§ Assignment: Scan the data below for the string "khaki". Copy every line where it appears.
--- Exercise data ---
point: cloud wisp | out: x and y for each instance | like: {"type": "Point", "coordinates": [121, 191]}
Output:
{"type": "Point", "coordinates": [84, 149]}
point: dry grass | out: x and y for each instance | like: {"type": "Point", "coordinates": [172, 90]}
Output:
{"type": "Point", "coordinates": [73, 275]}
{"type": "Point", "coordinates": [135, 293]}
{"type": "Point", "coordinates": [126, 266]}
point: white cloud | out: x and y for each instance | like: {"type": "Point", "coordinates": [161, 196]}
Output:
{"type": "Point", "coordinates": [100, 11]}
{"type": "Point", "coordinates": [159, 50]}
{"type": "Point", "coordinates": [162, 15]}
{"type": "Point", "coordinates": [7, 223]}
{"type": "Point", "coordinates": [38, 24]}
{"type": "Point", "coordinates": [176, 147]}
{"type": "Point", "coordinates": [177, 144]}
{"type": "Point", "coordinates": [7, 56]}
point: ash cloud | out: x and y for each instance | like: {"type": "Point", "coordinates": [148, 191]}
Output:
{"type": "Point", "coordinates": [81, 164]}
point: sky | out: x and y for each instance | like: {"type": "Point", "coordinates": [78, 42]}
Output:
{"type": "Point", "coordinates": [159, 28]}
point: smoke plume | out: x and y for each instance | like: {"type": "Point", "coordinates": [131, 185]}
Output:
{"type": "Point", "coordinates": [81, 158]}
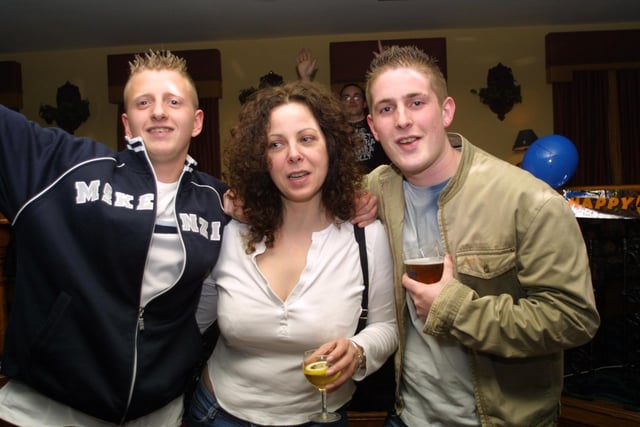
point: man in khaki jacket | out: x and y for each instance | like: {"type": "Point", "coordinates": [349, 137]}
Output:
{"type": "Point", "coordinates": [484, 345]}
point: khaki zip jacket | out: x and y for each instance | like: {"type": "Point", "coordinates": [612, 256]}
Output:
{"type": "Point", "coordinates": [521, 292]}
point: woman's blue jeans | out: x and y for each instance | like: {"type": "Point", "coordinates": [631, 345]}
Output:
{"type": "Point", "coordinates": [204, 411]}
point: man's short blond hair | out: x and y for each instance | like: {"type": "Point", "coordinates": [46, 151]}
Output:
{"type": "Point", "coordinates": [407, 57]}
{"type": "Point", "coordinates": [160, 60]}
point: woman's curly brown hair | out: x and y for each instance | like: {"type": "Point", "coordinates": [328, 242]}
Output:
{"type": "Point", "coordinates": [248, 167]}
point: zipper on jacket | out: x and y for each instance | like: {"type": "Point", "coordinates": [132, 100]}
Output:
{"type": "Point", "coordinates": [141, 319]}
{"type": "Point", "coordinates": [135, 363]}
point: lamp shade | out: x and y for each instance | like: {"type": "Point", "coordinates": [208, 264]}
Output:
{"type": "Point", "coordinates": [525, 138]}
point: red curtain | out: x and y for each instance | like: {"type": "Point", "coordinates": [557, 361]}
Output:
{"type": "Point", "coordinates": [629, 106]}
{"type": "Point", "coordinates": [580, 114]}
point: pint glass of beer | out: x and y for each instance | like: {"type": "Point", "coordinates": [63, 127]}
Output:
{"type": "Point", "coordinates": [425, 263]}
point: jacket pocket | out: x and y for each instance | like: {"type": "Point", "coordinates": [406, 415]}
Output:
{"type": "Point", "coordinates": [489, 271]}
{"type": "Point", "coordinates": [55, 314]}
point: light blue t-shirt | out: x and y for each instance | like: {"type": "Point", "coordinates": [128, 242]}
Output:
{"type": "Point", "coordinates": [436, 386]}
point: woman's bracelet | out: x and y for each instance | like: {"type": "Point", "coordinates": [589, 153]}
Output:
{"type": "Point", "coordinates": [361, 357]}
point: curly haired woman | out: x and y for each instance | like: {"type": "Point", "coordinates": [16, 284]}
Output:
{"type": "Point", "coordinates": [290, 278]}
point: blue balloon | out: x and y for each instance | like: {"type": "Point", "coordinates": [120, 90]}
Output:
{"type": "Point", "coordinates": [552, 158]}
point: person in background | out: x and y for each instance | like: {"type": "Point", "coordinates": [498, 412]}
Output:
{"type": "Point", "coordinates": [112, 249]}
{"type": "Point", "coordinates": [306, 65]}
{"type": "Point", "coordinates": [290, 279]}
{"type": "Point", "coordinates": [370, 153]}
{"type": "Point", "coordinates": [483, 345]}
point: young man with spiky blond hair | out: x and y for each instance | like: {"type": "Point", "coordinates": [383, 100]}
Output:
{"type": "Point", "coordinates": [112, 249]}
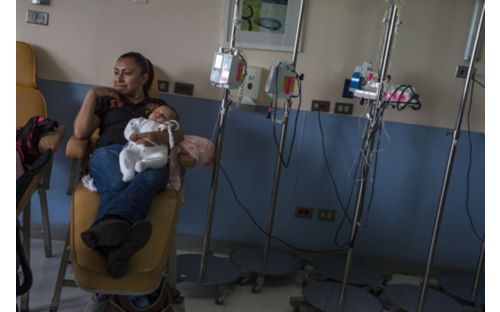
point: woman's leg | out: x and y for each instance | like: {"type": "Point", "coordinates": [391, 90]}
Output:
---
§ Response to the exercise:
point: man in khaki jacket | out: x and y for each instance | like: {"type": "Point", "coordinates": [349, 137]}
point: khaki zip jacket | out: x and y for each instance | like: {"type": "Point", "coordinates": [612, 256]}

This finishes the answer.